What you are asked to do
Please give the count of lines below with the string "leaf" in them, and no other words.

++++

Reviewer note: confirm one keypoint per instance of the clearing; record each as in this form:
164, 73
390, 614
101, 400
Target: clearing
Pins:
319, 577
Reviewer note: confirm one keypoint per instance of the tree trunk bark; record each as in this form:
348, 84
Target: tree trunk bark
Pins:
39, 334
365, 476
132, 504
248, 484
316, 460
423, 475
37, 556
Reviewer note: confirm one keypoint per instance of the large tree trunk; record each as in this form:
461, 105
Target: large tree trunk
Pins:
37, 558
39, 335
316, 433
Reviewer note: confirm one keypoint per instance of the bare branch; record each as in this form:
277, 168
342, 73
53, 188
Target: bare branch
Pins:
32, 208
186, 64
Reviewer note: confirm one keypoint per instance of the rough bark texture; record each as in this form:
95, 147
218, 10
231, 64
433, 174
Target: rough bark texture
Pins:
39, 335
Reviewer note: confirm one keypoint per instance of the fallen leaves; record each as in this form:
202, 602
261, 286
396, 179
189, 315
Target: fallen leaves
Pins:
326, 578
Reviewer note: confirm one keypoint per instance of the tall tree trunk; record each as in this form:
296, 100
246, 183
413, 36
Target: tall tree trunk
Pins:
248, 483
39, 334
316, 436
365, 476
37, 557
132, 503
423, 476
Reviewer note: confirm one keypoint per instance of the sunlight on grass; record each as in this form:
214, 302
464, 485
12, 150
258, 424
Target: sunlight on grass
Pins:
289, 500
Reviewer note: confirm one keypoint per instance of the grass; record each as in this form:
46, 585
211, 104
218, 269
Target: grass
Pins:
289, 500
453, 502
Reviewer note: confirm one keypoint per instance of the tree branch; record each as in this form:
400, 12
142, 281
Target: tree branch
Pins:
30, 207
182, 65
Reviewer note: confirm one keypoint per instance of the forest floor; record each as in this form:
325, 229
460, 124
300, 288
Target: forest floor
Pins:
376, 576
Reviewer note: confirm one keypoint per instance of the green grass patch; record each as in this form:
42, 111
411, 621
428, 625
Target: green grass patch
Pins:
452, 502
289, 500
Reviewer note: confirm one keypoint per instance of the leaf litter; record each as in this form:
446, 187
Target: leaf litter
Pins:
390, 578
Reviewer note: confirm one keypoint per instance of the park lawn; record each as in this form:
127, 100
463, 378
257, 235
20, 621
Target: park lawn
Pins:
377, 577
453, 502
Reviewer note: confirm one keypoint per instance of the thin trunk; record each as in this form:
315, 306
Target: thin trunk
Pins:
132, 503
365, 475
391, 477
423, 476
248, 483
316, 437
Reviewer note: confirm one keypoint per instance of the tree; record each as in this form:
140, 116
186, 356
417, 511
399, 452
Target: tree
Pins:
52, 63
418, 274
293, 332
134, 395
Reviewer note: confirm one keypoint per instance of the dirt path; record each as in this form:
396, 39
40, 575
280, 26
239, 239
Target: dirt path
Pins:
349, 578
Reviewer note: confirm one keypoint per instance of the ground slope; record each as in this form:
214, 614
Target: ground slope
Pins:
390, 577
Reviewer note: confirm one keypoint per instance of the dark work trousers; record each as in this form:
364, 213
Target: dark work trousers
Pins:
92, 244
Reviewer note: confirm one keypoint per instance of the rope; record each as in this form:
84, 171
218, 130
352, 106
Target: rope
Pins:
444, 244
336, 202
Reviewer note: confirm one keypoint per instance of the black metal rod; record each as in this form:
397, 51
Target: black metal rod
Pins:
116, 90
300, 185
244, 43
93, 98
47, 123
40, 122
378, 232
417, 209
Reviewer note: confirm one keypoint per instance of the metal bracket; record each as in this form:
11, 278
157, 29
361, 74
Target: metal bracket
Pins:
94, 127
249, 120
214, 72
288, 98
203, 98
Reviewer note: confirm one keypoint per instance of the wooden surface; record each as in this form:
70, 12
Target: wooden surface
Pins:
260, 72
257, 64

++++

Answer to the exercise
2